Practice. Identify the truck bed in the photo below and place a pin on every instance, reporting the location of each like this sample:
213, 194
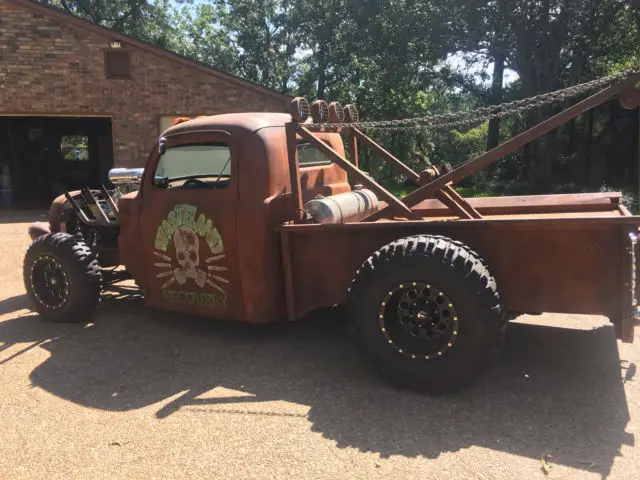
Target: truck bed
556, 253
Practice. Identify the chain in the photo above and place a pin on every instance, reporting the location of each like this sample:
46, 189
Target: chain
463, 118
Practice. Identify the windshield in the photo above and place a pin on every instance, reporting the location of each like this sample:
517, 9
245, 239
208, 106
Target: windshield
194, 161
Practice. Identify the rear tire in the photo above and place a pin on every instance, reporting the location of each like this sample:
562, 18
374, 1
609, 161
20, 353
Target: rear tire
426, 312
63, 278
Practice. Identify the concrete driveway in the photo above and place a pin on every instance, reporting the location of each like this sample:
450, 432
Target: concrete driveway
144, 394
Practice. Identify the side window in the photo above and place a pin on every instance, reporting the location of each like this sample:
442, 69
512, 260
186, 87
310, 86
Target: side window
74, 148
310, 156
194, 166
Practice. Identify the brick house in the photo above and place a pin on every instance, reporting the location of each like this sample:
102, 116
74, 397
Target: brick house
77, 99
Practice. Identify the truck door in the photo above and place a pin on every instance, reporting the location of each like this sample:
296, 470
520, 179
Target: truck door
189, 226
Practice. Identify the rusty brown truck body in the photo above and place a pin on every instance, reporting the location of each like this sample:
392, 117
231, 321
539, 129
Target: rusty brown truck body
260, 217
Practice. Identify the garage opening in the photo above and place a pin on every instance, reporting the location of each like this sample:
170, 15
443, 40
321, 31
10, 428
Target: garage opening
41, 156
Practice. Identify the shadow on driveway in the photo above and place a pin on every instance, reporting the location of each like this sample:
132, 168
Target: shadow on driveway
556, 390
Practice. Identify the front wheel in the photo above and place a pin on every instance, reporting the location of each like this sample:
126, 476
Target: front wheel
426, 312
62, 277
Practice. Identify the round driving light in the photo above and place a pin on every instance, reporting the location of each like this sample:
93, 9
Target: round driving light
336, 112
299, 109
351, 114
320, 111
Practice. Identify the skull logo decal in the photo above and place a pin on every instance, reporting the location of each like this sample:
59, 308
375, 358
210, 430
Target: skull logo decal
188, 256
185, 232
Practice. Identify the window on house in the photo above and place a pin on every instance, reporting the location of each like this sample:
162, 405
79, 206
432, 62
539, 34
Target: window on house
117, 64
74, 148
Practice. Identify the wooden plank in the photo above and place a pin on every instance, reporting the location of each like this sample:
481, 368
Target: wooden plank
482, 161
294, 171
288, 275
461, 202
394, 204
353, 148
445, 198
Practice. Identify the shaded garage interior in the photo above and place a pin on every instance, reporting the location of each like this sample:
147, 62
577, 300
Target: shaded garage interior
41, 156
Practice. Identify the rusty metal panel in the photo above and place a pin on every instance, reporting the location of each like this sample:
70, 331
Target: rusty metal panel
541, 265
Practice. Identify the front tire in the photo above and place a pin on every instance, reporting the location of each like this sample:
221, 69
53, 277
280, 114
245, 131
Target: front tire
426, 312
63, 278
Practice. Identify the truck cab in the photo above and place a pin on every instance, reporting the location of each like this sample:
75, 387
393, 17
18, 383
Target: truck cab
200, 234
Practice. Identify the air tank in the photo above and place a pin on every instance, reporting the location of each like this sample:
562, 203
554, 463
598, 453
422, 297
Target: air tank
343, 207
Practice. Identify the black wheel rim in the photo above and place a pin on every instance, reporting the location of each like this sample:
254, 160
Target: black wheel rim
49, 282
418, 320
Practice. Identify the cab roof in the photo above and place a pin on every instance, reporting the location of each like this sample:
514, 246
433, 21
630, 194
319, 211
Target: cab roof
248, 121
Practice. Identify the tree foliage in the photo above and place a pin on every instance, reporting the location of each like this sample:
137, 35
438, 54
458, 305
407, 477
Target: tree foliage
394, 59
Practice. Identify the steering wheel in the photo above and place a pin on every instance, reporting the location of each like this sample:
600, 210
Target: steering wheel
193, 182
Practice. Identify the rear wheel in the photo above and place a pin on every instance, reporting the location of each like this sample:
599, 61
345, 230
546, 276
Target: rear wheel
63, 278
426, 311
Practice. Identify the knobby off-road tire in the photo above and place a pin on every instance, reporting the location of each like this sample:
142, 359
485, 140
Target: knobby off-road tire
453, 323
63, 278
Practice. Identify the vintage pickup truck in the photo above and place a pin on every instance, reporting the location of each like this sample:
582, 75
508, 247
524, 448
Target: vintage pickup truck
259, 217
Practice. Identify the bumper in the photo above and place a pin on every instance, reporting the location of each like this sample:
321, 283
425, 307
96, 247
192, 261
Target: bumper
38, 229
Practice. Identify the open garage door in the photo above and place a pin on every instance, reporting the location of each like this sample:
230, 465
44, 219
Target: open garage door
41, 156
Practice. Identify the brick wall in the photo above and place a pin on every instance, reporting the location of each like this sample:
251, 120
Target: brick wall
47, 67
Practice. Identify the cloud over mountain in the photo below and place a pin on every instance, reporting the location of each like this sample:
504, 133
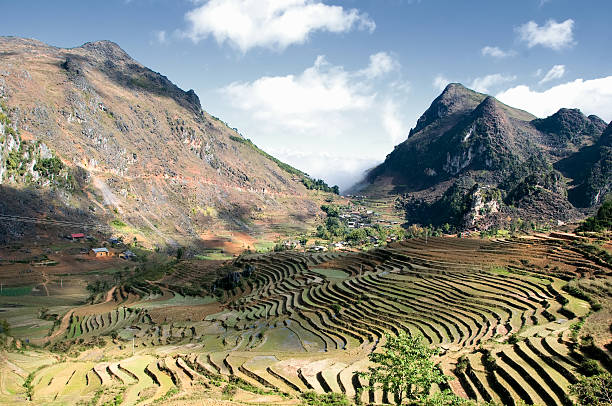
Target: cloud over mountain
246, 24
591, 96
552, 35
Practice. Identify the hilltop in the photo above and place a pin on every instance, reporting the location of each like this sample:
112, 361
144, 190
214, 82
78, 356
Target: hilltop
124, 147
474, 162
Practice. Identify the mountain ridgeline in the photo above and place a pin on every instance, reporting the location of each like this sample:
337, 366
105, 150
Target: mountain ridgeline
474, 162
88, 134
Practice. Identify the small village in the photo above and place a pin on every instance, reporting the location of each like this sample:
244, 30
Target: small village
117, 247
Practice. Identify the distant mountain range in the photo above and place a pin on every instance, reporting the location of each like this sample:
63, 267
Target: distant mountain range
90, 135
474, 162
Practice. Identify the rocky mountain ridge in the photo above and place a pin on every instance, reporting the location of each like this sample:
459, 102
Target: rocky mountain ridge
474, 162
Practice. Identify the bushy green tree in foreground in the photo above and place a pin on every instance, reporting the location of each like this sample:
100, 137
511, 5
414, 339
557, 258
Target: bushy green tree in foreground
406, 369
594, 390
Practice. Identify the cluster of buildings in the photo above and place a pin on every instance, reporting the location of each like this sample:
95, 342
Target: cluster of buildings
103, 251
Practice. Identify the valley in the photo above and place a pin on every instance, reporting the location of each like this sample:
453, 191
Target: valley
150, 254
297, 322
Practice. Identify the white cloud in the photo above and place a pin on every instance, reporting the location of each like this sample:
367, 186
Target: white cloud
440, 82
275, 24
299, 99
485, 83
556, 72
496, 52
331, 122
380, 64
392, 122
591, 96
552, 35
336, 168
161, 37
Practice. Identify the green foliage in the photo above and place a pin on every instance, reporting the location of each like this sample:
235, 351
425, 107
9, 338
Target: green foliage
287, 168
28, 385
446, 398
331, 210
5, 328
13, 161
229, 391
404, 368
118, 224
311, 184
593, 391
589, 367
602, 221
49, 167
319, 184
171, 392
327, 399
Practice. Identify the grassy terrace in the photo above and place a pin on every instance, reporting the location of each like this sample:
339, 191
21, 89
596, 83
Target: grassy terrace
307, 322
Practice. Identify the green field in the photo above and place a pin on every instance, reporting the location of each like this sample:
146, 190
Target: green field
331, 273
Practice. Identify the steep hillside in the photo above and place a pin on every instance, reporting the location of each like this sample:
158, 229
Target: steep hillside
472, 161
127, 148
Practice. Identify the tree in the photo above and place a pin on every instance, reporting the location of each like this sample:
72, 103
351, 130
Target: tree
594, 391
4, 327
404, 368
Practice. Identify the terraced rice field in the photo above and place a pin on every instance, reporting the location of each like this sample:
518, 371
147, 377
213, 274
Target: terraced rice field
308, 321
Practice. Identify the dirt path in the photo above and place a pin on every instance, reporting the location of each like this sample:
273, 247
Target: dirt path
45, 281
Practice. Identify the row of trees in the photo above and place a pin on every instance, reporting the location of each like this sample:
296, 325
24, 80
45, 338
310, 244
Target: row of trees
406, 368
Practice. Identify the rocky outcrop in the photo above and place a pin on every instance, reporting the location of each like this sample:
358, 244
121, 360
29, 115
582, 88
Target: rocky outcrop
467, 142
137, 150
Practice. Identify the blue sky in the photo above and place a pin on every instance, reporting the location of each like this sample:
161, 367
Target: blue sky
331, 86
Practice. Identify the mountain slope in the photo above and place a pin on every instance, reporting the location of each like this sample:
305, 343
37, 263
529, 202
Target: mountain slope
138, 150
472, 161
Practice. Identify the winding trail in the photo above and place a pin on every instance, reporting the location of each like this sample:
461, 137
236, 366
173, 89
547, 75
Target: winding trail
66, 319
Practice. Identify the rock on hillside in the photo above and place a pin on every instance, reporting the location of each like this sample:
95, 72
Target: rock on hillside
474, 162
139, 152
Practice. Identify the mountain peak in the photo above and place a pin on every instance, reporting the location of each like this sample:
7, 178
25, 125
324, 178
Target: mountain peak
489, 107
107, 49
606, 136
570, 125
454, 99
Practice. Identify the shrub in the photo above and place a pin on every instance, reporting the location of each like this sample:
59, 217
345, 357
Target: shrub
589, 367
49, 167
327, 399
594, 391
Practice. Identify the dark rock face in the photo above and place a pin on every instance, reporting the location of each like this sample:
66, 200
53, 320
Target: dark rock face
570, 126
468, 147
143, 148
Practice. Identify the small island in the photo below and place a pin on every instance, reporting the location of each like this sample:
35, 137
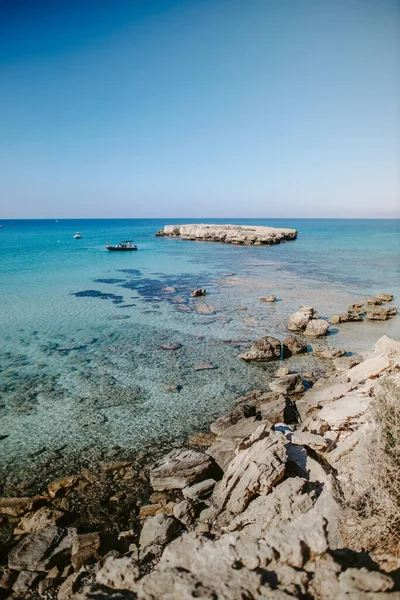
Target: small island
247, 235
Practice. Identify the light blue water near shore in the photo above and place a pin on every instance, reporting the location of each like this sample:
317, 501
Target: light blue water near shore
82, 368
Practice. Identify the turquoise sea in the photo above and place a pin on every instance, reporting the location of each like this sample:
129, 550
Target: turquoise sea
83, 374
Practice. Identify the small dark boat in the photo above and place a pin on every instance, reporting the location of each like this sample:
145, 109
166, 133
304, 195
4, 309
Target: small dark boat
125, 246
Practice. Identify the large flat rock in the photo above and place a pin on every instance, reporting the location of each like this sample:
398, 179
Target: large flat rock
248, 235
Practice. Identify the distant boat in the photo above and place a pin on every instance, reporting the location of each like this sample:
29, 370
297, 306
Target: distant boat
125, 246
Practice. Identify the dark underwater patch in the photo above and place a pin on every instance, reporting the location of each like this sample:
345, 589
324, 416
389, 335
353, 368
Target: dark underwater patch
109, 281
97, 294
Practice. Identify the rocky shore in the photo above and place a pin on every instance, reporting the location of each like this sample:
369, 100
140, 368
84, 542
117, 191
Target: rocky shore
261, 507
247, 235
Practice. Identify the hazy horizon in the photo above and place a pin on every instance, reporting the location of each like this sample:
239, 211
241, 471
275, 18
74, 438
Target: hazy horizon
253, 109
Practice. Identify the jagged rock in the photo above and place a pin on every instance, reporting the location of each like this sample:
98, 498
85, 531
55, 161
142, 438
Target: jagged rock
248, 235
119, 573
42, 550
377, 314
200, 490
329, 352
199, 292
7, 578
298, 320
63, 486
371, 301
286, 501
185, 512
243, 411
356, 308
271, 298
282, 372
25, 582
310, 440
276, 410
292, 345
258, 465
180, 468
85, 549
317, 328
35, 521
384, 297
263, 349
158, 530
15, 507
291, 384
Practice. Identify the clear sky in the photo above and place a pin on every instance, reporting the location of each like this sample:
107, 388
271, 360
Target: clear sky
199, 108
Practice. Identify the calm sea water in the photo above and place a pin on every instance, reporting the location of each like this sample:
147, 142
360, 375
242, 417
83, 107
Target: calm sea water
83, 374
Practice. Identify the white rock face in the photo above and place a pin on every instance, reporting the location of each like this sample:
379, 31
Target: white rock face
248, 235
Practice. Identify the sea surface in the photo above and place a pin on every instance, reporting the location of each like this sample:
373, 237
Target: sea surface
84, 376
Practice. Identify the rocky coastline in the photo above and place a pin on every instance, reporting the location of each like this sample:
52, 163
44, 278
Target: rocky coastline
248, 235
261, 506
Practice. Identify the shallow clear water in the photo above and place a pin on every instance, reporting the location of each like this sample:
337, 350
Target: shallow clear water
82, 371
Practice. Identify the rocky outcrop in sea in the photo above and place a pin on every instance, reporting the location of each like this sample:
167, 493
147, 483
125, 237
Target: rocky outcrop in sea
248, 235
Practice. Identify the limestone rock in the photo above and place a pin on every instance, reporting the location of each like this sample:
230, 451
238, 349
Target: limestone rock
200, 490
18, 506
317, 328
41, 550
330, 353
384, 297
258, 465
263, 349
180, 468
158, 530
35, 521
298, 321
248, 235
282, 372
292, 345
290, 384
85, 549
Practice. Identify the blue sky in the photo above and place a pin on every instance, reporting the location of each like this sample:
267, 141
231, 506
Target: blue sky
199, 108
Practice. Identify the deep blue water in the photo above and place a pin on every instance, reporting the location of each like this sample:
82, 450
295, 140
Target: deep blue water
81, 363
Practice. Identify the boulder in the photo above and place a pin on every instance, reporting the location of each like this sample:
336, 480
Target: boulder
292, 345
35, 521
371, 301
199, 491
41, 550
263, 349
282, 372
330, 353
85, 549
258, 465
158, 530
198, 293
180, 468
317, 328
290, 384
384, 297
298, 320
15, 507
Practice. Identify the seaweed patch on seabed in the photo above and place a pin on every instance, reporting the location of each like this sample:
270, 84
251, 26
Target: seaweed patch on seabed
97, 294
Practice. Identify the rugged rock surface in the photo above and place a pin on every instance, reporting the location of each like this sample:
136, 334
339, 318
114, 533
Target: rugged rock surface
249, 235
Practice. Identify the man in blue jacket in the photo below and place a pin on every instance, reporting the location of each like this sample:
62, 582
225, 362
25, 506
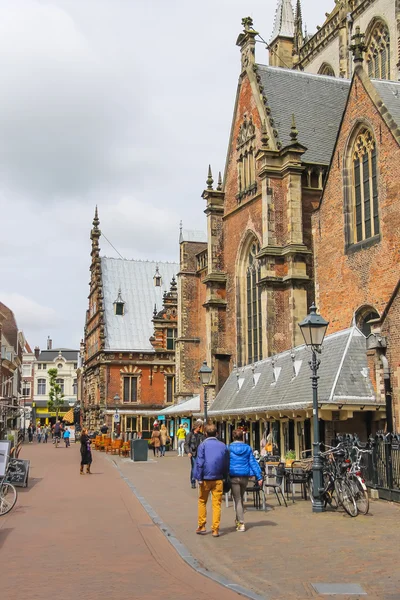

Aim of the task >>
The answer must be every line of the listing that holds the word "below".

Solved problem >>
Practice. Identify the truck bed in the photo below and place a pin on every instance, reporting the location of each like this sample:
Practice. Identify the cloud over mountain in the photo below and place a pin on every instance, reporting the location of each like this sample:
Practice. Identify the small island in the photo below and place a pin on every instance, reporting the location of each like this sample:
Practice. Identify the man in blue jacket in the photo below and place a pin on every instance, reporting the location of each like this sample:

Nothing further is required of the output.